A historiadora Andrea Wulf viaja a Iena, a cidade universitária onde, no final do século XVIII, se concentravam os intelectuais que dariam início ao novo movimento. Álvaro Cortina para El Cultural:
La historiadora Andrea Wulf
(Nueva Delhi, 1972) y sus editores tienen la óptima costumbre de
colocar, a modo de prefacio de sus volúmenes, una serie de mapas con el
propósito de orientar cabalmente al lector curioso. Si en La invención
de la naturaleza. El nuevo mundo de Alexander von Humboldt estas
cartografías liminares reproducían los accidentes de la cuenca del
Orinoco, en Venezuela, las estepas de Siberia y un par de océanos,
vastedades, en fin, que recorriera en vida aquel sabio alemán, ahora, en
Magníficos rebeldes. Los primeros románticos y la invención del yo,
contamos con un simpático mapa de la pequeña Jena (léase “Iena”). Se
trata de la célebre ciudad universitaria del Ducado de Sajonia-Weimar,
cuna del primer romanticismo germano.
········
▸ TAREAS POR REALIZAR:
A: Según el texto sobre Andrea Wulf, ¿qué ciudad aparece en el mapa que abre Magníficos rebeldes?
B: Prosigue el texto sobre Andrea Wulf a partir de su última oración.
Los ítems no intervienen en esta parte.

▸ MATERIAL PROPORCIONADO:
········
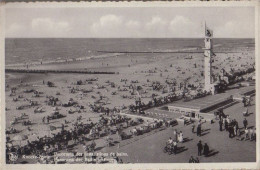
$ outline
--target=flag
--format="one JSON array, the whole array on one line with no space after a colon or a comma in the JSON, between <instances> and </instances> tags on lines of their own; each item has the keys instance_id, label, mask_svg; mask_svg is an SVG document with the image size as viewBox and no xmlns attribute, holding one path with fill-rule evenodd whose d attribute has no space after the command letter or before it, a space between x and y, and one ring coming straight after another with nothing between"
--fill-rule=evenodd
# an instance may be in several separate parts
<instances>
[{"instance_id":1,"label":"flag","mask_svg":"<svg viewBox=\"0 0 260 170\"><path fill-rule=\"evenodd\" d=\"M213 30L211 30L207 26L205 26L205 35L206 35L206 37L213 37Z\"/></svg>"},{"instance_id":2,"label":"flag","mask_svg":"<svg viewBox=\"0 0 260 170\"><path fill-rule=\"evenodd\" d=\"M53 130L56 130L57 128L55 126L50 126L50 130L53 131Z\"/></svg>"}]
</instances>

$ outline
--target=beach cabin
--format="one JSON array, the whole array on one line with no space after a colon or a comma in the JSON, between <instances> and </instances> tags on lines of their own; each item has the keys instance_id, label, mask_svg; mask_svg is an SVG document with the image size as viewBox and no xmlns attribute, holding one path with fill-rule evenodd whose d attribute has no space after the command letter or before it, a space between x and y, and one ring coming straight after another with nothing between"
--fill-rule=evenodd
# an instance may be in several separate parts
<instances>
[{"instance_id":1,"label":"beach cabin","mask_svg":"<svg viewBox=\"0 0 260 170\"><path fill-rule=\"evenodd\" d=\"M185 117L191 117L195 119L200 118L200 108L192 107L192 106L168 106L168 110L170 112L181 114Z\"/></svg>"}]
</instances>

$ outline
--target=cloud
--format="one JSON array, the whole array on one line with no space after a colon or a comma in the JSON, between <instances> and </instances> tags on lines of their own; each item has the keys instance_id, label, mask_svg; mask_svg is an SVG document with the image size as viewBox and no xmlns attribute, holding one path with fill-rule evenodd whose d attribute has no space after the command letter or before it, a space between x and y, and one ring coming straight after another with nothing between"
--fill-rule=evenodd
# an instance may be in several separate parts
<instances>
[{"instance_id":1,"label":"cloud","mask_svg":"<svg viewBox=\"0 0 260 170\"><path fill-rule=\"evenodd\" d=\"M108 14L101 16L97 22L94 22L90 30L94 34L109 36L116 35L122 26L123 18L121 16ZM122 32L122 30L120 32Z\"/></svg>"},{"instance_id":2,"label":"cloud","mask_svg":"<svg viewBox=\"0 0 260 170\"><path fill-rule=\"evenodd\" d=\"M215 29L215 35L217 37L240 37L248 38L254 37L255 26L254 24L239 22L239 21L229 21L223 26L218 26Z\"/></svg>"},{"instance_id":3,"label":"cloud","mask_svg":"<svg viewBox=\"0 0 260 170\"><path fill-rule=\"evenodd\" d=\"M199 23L184 16L175 16L169 23L169 31L175 37L196 37L203 33Z\"/></svg>"},{"instance_id":4,"label":"cloud","mask_svg":"<svg viewBox=\"0 0 260 170\"><path fill-rule=\"evenodd\" d=\"M52 18L35 18L31 21L31 29L34 34L62 36L66 35L71 28L66 21L56 21Z\"/></svg>"},{"instance_id":5,"label":"cloud","mask_svg":"<svg viewBox=\"0 0 260 170\"><path fill-rule=\"evenodd\" d=\"M7 37L19 37L25 31L25 27L18 23L12 23L9 27L6 28Z\"/></svg>"},{"instance_id":6,"label":"cloud","mask_svg":"<svg viewBox=\"0 0 260 170\"><path fill-rule=\"evenodd\" d=\"M130 29L138 29L141 26L140 22L135 21L135 20L130 20L125 25L127 28L130 28Z\"/></svg>"}]
</instances>

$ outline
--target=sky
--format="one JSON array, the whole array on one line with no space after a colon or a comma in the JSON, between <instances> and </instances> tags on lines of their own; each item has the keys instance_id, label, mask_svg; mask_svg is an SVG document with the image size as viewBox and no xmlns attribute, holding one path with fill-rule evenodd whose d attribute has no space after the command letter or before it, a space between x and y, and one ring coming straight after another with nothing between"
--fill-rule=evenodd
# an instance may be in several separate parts
<instances>
[{"instance_id":1,"label":"sky","mask_svg":"<svg viewBox=\"0 0 260 170\"><path fill-rule=\"evenodd\" d=\"M254 38L253 7L6 8L7 38Z\"/></svg>"}]
</instances>

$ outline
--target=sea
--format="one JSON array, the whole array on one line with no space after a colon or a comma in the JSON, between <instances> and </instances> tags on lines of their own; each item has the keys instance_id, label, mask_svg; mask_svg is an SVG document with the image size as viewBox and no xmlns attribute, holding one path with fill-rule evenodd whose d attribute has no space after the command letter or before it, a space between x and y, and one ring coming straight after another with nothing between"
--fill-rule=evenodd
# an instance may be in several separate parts
<instances>
[{"instance_id":1,"label":"sea","mask_svg":"<svg viewBox=\"0 0 260 170\"><path fill-rule=\"evenodd\" d=\"M255 39L213 39L217 52L255 49ZM95 57L100 51L172 52L202 51L201 38L6 38L5 64Z\"/></svg>"}]
</instances>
········
▸ RESPUESTAS ESPERADAS:
A: La pequeña Jena, ciudad universitaria del Ducado de Sajonia-Weimar.

B:
Estamos
en el corazón de Alemania, a fines del XVIII: en diez minutos, uno
cruzaba esta población amurallada junto al río Saale. En este nuevo,
atractivo y documentado trabajo sobre el Círculo de Jena ya no hay
grandes espacios: tenemos a las lumbreras de Occidente apelotonadas,
viviendo a veces en la misma casa, o habitando a dos pasos. El reciente
título de Wulf, por lo demás, incurre, como el anterior, en cierta
exageración (sostener que el “yo”, digamos, la subjetividad humana, se
inventó entre 1794 y 1806, como si se tratase de la invención del globo
aerostático, es, por fuerza, exagerado). Con todo, esta solvente e
informada storyteller germano-británica demuestra que en doce años
pasaron bastantes cosas en la apacible pero volcánica Jena.
Un maduro Goethe
parece el testigo, sin ser el protagonista, de estas peripecias de
rebeldía: unos se unen, otros se separan, unos riñen y otros se aman (y
hasta se casan), y en el curso de estas páginas él, Von Goethe, es lo
único que permanece estable. En calidad de ministro o administrador del
duque Carlos Augusto, Goethe va y viene entre Weimar, donde tiene su
casa y a su hijo, y Jena, donde hay que supervisar un nuevo instituto y
jardín botánicos, donde está la universidad (que pronto se sitúa en la
vanguardia del pensamiento alemán, es decir, europeo) y donde vive su
entrañable amigo y colaborador Friedrich Schiller.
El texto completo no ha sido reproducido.